Well, it is a question, rhetorical or not I don't know, but it's just a normal inversion from what I see ^^ ... just more "correct"


----------



## jolieaimee

Thank you!
But can I inverse it and change it to : ou peut-être je ai mal compris le lieu de rendez-vous ?


----------



## Kekepop

In normal speech yeah...it's not as correct though. It's only my personal opinion but I think people should do things "correctly" until they speak a really good portion of the language ^^'


----------



## itka

Après une phrase commençant par "peut-être" l'inversion sujet-verbe est quasi obligatoire :
J'ai ---> ai-je
Plus d'exemples, ici.


> Lorsqu’il est placé en tête de phrase, l’adverbe _peut-être_ entraîne l’inversion du verbe et du sujet pronominal. Si le sujet est un nom, l’inversion se manifeste par l’ajout d’un pronom sujet placé après le verbe. Cette inversion, habituelle à l’écrit, n’est pas toujours présente à l’oral.

══════════

■ **Exercice**:
Répondez à ces questions sur la discussion consacrée à l'inversion après « peut-être ».
1. Quelle phrase le message signé jolieaimee propose-t-il comme variante ?
2. Selon itka, comment est l'inversion sujet-verbe après une phrase commençant par « peut-être » ?
3. D'après la citation finale, où cette inversion n'est-elle pas toujours présente ?

■ **Données fournies**:
══════════

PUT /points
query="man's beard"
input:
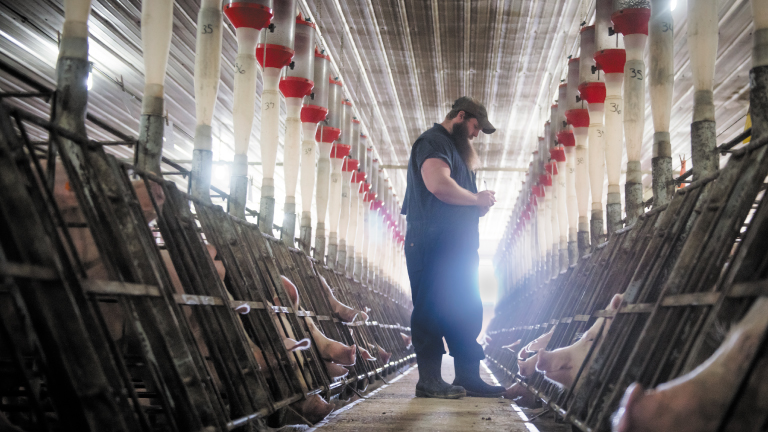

══════════

■ **Réponse complète**:
1. « ou peut-être je ai mal compris le lieu de rendez-vous ? »
2. Elle est quasi obligatoire.
3. À l'oral.